• _Problem description_: Rewrite the entries below, replacing each "pin" with "mark" and leaving everything else as it is.

◆ ◆ ◆ ◆

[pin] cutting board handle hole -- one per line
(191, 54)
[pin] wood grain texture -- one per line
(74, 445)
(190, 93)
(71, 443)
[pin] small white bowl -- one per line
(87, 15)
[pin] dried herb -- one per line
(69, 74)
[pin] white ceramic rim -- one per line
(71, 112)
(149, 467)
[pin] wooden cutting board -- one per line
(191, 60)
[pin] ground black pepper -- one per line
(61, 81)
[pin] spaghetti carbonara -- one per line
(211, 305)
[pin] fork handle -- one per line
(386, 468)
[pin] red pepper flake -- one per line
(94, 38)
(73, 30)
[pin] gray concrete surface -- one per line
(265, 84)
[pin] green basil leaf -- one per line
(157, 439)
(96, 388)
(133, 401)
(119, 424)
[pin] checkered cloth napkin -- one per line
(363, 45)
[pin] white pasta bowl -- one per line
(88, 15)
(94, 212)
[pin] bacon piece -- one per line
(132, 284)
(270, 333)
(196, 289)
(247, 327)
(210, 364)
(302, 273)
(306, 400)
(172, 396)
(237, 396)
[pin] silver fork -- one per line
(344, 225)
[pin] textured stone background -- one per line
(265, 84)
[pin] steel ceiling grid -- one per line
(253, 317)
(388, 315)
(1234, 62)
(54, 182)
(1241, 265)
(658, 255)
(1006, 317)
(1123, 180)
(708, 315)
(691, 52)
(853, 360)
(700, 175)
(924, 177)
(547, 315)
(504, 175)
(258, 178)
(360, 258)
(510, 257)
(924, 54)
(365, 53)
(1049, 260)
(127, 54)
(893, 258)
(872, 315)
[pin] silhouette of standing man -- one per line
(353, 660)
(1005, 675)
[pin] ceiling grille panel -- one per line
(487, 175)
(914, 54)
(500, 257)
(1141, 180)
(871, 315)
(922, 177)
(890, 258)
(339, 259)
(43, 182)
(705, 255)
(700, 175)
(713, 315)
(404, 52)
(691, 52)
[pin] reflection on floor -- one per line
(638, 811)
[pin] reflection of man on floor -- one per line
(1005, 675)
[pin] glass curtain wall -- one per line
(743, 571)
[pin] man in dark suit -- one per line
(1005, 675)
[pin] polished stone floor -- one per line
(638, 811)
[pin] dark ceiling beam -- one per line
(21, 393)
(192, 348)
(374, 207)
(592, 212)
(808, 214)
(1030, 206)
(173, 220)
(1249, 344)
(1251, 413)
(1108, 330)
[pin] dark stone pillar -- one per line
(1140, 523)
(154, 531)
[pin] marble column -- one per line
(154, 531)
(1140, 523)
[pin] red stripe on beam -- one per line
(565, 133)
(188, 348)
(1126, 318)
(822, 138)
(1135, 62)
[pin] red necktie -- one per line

◆ ◆ ◆ ◆

• _Expected answer_:
[mark] cutting board handle hole -- one per line
(191, 54)
[mark] wood grain texture -- one per line
(74, 445)
(190, 93)
(71, 443)
[mark] small white bowl -- one per line
(87, 15)
[mark] dried herb -- one per line
(69, 74)
[mark] white ceramic rim -- one per line
(71, 112)
(149, 467)
[mark] wooden cutting board -- one per line
(191, 60)
[mark] ground black pepper -- one per line
(61, 81)
[mark] spaghetti carbonara -- one per line
(211, 305)
[mark] fork handle -- one per line
(386, 468)
[mark] red pepper flake -- one per line
(94, 38)
(73, 30)
[mark] gray concrete surface -- one per line
(265, 84)
[mark] green basil leaf -- one per line
(157, 439)
(96, 388)
(133, 401)
(119, 424)
[mark] checkered cloth napkin -- one per line
(363, 45)
[mark] white pasta bowl -- one per line
(88, 15)
(94, 212)
[mark] bacon piece -- one per line
(132, 284)
(270, 333)
(196, 289)
(247, 327)
(210, 364)
(302, 273)
(306, 400)
(172, 396)
(237, 396)
[mark] silver fork -- one per line
(344, 225)
[mark] textured stone background -- one per line
(265, 84)
[mark] steel ceiling grid -- one per line
(253, 317)
(388, 315)
(1234, 62)
(54, 182)
(1241, 265)
(658, 255)
(1006, 317)
(1123, 180)
(708, 315)
(691, 52)
(853, 360)
(700, 175)
(924, 177)
(547, 315)
(504, 175)
(258, 178)
(360, 258)
(510, 257)
(924, 54)
(365, 53)
(1049, 260)
(127, 54)
(893, 258)
(872, 315)
[mark] silhouette of standing man -- one per line
(353, 660)
(1005, 675)
[mark] ceiling grille panel -- one per line
(487, 175)
(914, 54)
(500, 257)
(1141, 180)
(871, 315)
(922, 177)
(890, 258)
(339, 259)
(43, 182)
(705, 255)
(700, 175)
(713, 315)
(404, 52)
(691, 52)
[mark] reflection on floor -- one per line
(638, 811)
[mark] reflection of man on floor -- one per line
(1005, 675)
[mark] glass curtain wall -- one per line
(743, 571)
[mark] man in dark suit -- one per line
(1005, 675)
[mark] polished stone floor -- one per line
(638, 811)
[mark] dark ceiling beam -- one per line
(21, 393)
(192, 348)
(374, 207)
(592, 212)
(808, 214)
(1030, 206)
(173, 220)
(1249, 344)
(1251, 413)
(1108, 330)
[mark] dark stone pillar -- one per line
(1140, 523)
(154, 531)
[mark] marble column -- one per line
(154, 531)
(1140, 523)
[mark] red stripe on beam -- one per line
(565, 133)
(188, 348)
(1126, 318)
(822, 138)
(1135, 62)
[mark] red necktie -- one per line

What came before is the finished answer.